A block of data
^^^^^^^^^^^^^^^^

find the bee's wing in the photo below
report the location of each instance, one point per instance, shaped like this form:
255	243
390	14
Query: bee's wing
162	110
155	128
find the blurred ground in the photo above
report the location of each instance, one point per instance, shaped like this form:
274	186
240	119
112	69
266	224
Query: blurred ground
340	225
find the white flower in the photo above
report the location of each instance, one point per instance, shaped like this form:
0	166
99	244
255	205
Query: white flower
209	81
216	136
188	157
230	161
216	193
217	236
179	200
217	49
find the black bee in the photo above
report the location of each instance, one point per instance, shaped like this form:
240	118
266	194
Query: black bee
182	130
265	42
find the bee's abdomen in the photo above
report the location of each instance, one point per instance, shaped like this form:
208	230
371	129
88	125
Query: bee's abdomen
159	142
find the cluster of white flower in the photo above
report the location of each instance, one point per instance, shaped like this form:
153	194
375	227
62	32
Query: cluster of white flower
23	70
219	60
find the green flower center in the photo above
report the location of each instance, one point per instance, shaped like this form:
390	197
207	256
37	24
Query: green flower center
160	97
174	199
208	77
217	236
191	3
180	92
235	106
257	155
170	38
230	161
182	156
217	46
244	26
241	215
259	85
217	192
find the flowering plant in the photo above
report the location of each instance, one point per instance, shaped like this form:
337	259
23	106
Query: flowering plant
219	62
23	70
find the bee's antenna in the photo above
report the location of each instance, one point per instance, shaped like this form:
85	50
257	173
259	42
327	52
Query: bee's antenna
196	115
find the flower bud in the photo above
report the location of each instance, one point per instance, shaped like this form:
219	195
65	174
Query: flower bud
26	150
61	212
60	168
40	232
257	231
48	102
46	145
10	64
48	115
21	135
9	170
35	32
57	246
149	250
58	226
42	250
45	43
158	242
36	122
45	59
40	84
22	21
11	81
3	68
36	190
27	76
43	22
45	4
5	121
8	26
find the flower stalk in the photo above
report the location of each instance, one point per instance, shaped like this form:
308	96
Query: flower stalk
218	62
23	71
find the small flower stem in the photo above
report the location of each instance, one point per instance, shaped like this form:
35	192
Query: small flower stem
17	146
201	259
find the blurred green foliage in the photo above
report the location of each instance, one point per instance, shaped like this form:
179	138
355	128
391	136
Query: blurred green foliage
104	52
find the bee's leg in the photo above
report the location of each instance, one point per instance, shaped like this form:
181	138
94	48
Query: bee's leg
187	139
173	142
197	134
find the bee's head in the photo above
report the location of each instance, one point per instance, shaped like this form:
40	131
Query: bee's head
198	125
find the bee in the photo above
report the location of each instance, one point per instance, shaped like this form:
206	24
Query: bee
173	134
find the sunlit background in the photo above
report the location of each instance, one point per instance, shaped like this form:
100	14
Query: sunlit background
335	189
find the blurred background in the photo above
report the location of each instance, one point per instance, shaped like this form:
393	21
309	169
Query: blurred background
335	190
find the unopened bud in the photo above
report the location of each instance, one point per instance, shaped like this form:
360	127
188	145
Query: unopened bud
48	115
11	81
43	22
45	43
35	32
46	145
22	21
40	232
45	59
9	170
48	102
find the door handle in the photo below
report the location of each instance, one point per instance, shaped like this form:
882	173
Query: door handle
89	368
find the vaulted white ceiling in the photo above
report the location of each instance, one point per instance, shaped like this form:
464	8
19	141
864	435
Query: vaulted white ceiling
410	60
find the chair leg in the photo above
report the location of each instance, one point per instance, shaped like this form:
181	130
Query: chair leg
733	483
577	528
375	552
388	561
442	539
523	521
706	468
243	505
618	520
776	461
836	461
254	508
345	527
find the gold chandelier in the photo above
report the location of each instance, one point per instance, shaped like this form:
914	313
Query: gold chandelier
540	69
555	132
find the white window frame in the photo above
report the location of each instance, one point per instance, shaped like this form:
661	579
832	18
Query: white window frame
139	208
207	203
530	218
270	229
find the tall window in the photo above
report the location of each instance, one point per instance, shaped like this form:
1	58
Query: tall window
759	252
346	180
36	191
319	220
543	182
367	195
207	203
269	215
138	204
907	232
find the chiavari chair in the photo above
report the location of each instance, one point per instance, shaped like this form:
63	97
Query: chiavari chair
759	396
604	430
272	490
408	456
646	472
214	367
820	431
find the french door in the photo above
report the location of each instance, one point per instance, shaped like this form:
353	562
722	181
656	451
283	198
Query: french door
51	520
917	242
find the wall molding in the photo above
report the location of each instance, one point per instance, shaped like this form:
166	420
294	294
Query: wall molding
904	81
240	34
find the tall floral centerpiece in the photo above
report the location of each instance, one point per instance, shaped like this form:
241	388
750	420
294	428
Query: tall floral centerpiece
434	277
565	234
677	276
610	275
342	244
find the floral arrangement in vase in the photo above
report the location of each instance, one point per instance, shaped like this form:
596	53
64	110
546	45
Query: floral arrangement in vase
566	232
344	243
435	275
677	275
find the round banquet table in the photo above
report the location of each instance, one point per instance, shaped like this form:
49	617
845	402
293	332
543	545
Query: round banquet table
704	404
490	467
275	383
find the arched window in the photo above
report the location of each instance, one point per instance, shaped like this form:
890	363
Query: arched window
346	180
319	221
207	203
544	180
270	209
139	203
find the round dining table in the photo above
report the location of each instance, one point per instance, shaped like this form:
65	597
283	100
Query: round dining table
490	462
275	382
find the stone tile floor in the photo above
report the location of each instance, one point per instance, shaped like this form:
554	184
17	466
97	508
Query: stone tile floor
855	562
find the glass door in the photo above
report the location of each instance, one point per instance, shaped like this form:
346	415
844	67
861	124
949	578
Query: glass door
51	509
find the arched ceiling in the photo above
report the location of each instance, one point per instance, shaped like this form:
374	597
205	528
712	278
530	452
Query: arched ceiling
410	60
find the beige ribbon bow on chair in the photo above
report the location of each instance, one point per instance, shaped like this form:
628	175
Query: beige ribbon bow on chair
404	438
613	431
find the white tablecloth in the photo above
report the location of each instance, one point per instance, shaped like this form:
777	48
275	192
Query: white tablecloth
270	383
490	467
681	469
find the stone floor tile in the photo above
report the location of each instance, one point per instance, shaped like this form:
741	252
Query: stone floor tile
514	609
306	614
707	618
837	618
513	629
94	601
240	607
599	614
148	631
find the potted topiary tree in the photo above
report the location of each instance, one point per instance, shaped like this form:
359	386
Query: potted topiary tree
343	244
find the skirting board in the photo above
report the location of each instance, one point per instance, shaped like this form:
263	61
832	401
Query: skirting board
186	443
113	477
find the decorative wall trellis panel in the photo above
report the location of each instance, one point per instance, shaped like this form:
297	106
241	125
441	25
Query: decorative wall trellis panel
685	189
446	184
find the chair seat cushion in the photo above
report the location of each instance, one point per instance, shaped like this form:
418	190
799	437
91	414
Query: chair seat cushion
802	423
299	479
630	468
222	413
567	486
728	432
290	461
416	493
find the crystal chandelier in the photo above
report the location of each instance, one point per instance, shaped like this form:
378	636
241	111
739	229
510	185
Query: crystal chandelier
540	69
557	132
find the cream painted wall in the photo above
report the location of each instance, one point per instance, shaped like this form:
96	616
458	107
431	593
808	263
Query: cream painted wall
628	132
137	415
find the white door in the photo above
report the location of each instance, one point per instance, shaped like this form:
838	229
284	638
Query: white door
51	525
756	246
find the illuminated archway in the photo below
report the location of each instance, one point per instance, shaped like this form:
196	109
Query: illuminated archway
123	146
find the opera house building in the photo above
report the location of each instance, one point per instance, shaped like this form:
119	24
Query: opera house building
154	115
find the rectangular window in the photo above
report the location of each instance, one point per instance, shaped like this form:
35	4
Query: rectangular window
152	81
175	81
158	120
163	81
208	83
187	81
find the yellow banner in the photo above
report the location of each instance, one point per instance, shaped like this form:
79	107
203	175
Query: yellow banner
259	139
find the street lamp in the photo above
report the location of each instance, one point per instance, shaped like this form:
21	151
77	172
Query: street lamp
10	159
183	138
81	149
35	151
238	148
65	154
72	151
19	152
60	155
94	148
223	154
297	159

^^^^^^^^^^^^^^^^

• WHAT TO DO: Locate the line with "find the rectangular" in the entries above; extract it and every line after it, verbatim.

• COMPLETE RESPONSE:
find the rectangular window in the photo above
report the location of each instance, one point per instance, shaped like this form:
35	4
Query: rectangular window
152	81
175	81
158	120
163	81
208	83
187	81
find the yellow banner in the photo above
report the location of each instance, one point per instance, shaped like this form:
79	107
203	175
Query: yellow banner
259	139
find the street lamp in the photo above
report the location of each instance, one point per instance, shaped like this form:
21	151
77	172
Query: street lamp
10	159
183	138
81	149
35	151
238	148
65	154
72	151
19	152
60	155
94	148
223	154
297	159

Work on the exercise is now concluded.